[Document extract]:

= = = = = = =

There is a nave and chancel, over which there is a continuous thatched roof, and a south aisle. The nave and the round tower are of the 12th century, with 15th-century windows. The chancel, originally of the 12th century, with a surviving stone corbel table below the eaves, was extended eastward about 1300.

The octagonal upper section of the tower dates from about 1300, with a crenellated parapet of the 15th century, around the base of which are four projecting gargoyles that throw rainwater clear of the walls. The 12th-century north door, now within the 19th-century vestry, has a chevroned arch in two orders, and two orders of colonettes. The south porch, with flushwork decoration, was built about 1470.

The pulpit and octagonal font are of the 15th century; the font has alternating lions and angels around the bowl, and alternationg lions and wodewoses around the stem.

The south aisle was added in the 15th century, and was rebuilt in the 1840s by the Doughty family of Theberton Hall. In the south aisle there is a memorial to Frederica Doughty (died 1843), and a memorial to the writer and explorer Charles Montagu Doughty.

= = = = = = =

Dataset entries:
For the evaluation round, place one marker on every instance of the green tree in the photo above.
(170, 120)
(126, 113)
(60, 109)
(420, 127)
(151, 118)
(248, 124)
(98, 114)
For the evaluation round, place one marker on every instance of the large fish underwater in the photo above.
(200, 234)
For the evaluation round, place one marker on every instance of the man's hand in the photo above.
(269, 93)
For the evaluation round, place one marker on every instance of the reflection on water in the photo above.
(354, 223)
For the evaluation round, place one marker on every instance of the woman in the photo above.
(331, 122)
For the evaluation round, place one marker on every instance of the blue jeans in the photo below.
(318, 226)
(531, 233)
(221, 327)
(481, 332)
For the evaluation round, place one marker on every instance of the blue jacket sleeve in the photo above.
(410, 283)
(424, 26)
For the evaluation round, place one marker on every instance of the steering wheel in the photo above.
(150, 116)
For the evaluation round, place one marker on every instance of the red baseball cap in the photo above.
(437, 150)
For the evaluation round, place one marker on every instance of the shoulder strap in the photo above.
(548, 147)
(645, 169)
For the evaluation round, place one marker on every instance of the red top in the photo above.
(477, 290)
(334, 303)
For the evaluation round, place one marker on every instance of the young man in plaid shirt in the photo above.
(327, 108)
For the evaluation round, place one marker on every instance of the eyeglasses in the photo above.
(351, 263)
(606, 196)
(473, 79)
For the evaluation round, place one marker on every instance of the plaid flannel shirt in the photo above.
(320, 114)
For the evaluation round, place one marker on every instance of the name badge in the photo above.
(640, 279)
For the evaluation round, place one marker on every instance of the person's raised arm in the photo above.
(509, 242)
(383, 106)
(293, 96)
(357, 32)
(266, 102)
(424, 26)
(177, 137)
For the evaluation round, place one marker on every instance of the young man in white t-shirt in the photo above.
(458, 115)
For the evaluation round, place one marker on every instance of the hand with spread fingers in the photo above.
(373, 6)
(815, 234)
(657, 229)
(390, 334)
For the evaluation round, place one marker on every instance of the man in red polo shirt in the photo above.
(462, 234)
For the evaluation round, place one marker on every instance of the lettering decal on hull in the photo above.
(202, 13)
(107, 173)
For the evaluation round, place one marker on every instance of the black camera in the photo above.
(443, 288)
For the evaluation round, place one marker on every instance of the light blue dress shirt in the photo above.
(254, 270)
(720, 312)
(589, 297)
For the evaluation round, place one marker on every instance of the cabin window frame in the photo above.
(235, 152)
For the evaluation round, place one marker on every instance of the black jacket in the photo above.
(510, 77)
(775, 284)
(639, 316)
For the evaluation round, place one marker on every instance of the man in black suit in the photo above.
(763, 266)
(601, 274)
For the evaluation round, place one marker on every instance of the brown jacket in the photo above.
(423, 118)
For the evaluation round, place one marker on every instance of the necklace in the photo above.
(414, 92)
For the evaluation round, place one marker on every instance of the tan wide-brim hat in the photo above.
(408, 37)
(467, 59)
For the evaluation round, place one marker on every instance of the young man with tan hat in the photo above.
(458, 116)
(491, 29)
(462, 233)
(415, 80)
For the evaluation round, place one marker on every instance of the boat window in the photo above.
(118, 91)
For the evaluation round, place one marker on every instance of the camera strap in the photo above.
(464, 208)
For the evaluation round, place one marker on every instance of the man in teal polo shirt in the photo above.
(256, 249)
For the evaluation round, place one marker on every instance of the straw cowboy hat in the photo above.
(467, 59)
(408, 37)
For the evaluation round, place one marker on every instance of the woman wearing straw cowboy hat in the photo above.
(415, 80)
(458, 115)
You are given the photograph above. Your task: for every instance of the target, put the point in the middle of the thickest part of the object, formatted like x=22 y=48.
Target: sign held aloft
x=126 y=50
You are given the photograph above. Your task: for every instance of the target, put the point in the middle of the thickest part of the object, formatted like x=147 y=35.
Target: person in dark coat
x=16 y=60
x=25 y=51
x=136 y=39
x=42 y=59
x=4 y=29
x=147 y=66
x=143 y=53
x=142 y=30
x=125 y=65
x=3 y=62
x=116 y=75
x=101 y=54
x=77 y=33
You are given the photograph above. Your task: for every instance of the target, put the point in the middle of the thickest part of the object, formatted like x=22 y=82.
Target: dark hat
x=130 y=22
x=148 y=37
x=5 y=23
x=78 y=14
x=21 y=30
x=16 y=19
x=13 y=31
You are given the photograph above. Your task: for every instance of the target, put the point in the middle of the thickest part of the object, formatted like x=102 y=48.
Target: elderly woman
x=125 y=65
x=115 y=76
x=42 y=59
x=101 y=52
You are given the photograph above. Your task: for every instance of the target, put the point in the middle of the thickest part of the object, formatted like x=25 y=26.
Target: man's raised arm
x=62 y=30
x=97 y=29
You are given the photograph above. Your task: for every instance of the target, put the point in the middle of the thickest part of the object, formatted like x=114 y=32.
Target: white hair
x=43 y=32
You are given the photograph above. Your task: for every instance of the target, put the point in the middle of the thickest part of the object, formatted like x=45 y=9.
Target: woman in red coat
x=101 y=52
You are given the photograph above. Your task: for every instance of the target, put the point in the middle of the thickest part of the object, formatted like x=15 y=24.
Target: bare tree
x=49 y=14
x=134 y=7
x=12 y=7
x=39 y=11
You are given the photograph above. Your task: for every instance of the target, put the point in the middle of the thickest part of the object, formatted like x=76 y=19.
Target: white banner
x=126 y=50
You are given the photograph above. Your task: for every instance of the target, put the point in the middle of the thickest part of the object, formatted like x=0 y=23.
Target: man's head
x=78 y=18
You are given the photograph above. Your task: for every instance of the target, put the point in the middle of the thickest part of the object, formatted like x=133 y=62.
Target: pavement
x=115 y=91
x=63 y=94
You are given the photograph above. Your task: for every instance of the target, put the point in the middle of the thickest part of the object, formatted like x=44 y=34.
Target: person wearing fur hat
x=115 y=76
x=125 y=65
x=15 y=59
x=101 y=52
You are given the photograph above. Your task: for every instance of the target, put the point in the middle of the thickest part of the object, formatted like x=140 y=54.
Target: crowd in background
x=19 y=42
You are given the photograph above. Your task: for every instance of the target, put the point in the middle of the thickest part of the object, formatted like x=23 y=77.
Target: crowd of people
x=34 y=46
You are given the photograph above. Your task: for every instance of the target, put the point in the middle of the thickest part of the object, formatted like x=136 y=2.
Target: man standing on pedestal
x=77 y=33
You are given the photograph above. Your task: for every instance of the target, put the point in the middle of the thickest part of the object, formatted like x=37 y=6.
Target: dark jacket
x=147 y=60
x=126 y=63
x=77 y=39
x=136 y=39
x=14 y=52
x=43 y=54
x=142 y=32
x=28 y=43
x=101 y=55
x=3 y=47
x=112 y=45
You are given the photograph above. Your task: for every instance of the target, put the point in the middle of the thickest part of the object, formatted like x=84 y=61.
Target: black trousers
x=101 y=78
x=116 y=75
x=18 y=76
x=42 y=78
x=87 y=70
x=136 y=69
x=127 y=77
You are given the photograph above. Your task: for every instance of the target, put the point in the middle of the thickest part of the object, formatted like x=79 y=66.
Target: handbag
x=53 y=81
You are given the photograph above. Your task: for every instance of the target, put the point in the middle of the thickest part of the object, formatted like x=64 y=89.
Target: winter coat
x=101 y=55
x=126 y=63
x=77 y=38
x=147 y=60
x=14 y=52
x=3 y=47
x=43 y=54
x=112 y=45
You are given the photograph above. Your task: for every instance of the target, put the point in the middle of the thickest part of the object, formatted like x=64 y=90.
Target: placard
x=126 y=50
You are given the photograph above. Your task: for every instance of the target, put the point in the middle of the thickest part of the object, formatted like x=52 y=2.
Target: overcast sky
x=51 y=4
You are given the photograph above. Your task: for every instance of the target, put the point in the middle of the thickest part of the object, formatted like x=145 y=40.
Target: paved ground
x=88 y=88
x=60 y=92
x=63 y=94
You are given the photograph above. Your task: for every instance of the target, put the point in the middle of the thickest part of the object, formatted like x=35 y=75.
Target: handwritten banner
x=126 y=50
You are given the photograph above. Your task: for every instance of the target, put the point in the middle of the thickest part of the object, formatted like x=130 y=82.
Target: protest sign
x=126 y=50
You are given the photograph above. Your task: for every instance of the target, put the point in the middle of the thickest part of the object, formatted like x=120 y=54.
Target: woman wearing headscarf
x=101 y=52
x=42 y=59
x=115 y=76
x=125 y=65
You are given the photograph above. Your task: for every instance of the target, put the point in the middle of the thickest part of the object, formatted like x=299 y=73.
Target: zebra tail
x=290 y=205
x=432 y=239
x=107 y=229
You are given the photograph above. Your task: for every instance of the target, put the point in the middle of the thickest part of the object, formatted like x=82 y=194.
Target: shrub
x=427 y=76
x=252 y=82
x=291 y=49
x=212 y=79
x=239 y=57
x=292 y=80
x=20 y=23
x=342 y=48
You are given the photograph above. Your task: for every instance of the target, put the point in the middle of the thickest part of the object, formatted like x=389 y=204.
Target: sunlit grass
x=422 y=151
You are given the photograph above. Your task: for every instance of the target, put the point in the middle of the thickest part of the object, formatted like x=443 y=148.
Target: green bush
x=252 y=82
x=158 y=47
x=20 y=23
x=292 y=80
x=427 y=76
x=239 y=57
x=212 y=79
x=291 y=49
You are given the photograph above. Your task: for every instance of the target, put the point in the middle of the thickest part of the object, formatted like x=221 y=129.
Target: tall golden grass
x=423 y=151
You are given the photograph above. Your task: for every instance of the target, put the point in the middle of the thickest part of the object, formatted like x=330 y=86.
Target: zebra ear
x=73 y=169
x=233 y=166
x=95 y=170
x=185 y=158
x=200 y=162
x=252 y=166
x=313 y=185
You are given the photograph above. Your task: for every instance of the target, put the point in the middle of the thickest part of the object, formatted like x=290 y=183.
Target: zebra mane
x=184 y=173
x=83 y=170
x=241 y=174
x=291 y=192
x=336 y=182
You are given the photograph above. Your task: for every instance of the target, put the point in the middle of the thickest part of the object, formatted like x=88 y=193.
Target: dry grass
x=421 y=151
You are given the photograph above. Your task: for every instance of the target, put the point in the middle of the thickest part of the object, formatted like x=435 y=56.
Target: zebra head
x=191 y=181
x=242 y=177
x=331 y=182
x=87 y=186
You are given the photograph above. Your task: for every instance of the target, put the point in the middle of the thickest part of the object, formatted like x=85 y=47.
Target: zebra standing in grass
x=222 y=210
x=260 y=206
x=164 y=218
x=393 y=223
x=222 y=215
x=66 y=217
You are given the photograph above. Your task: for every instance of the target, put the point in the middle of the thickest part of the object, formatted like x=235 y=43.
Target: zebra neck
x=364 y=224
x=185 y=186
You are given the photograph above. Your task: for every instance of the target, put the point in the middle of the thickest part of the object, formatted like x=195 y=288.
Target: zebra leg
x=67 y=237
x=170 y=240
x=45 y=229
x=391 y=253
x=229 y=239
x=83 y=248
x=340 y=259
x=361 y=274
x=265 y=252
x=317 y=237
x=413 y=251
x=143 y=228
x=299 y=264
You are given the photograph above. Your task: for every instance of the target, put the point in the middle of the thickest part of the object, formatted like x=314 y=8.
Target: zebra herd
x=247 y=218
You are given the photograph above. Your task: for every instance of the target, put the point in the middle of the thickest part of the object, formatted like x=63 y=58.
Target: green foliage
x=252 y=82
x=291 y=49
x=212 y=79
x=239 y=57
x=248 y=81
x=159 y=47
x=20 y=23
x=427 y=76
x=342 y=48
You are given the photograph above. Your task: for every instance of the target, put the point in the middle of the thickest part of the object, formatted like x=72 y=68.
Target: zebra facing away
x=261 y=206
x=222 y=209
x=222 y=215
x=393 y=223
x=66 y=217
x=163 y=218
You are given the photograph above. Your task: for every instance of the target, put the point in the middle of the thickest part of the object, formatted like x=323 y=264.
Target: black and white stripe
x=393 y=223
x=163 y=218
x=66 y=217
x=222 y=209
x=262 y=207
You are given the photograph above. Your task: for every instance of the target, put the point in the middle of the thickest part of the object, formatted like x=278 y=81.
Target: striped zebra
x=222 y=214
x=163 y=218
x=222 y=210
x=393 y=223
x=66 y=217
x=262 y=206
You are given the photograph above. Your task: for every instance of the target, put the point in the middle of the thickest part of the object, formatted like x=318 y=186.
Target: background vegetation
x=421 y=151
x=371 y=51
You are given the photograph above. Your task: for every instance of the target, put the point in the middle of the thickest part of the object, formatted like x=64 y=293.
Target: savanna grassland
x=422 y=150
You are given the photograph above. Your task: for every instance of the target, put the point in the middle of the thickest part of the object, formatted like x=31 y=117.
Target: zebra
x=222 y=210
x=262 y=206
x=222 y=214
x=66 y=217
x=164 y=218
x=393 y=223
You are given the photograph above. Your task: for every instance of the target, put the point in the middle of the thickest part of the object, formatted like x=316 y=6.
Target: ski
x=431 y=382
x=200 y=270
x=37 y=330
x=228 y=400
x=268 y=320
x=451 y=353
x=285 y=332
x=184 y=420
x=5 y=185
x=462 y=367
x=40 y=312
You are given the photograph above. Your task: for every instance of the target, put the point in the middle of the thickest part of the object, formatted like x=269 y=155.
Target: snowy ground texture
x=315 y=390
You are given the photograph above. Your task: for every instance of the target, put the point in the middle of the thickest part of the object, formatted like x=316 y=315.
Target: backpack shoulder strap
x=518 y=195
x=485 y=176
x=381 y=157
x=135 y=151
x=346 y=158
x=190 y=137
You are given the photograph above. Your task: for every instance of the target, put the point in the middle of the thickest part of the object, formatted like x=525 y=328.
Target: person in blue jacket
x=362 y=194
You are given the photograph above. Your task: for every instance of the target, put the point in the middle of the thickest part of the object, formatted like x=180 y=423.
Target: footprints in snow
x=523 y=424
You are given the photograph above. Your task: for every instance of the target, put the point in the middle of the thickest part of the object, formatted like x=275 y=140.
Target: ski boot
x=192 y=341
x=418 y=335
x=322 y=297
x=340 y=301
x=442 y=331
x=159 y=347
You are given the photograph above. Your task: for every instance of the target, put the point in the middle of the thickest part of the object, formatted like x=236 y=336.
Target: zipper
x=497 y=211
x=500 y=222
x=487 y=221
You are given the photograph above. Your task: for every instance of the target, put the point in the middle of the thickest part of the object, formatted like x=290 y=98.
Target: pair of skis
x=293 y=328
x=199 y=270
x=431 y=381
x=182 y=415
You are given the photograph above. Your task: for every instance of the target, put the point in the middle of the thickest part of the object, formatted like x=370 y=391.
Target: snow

= = = = = = =

[Tasks to complete]:
(1) According to the church description, when was the south porch built?
(2) Continue the church description from its last sentence.

[Results of the exercise]:
(1) About 1470.

(2)
===The link with Adelaide===
There are display cases illustrating the link with Adelaide in Australia. William Light, who surveyed the site for the city in 1836, was educated in Theberton by his father's friend Charles Doughty; Thebarton, a suburb of Adelaide, was originally (as Theberton) the name he gave to his house there.

===Airship===
A glass case in the porch contains part of the structure of German Zeppelin airship L48. 16 crew members died when the airship was shot down near the village by the Royal Flying Corps on 17 June 1917. The dead were buried in the graveyard extension, and were moved sixty years later to Cannock Chase German Military Cemetery. A memorial service was held at the church on 18 June 2017.